-- Opening Marker --

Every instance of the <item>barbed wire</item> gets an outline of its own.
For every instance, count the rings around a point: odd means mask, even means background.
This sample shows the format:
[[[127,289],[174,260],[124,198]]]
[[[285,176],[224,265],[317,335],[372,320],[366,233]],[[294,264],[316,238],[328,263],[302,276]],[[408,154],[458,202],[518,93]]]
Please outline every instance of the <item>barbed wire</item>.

-- Closing Marker --

> [TASK DETAILS]: With the line containing "This sample shows" as the first, output each line through the final line of the entries above, exactly.

> [THE ANSWER]:
This sample shows the format:
[[[127,289],[174,260],[124,198]]]
[[[285,176],[224,265],[317,335],[372,320],[366,233]],[[294,264],[316,238],[328,263],[302,276]],[[408,154],[458,202],[518,93]]]
Please outline every instance of the <item>barbed wire</item>.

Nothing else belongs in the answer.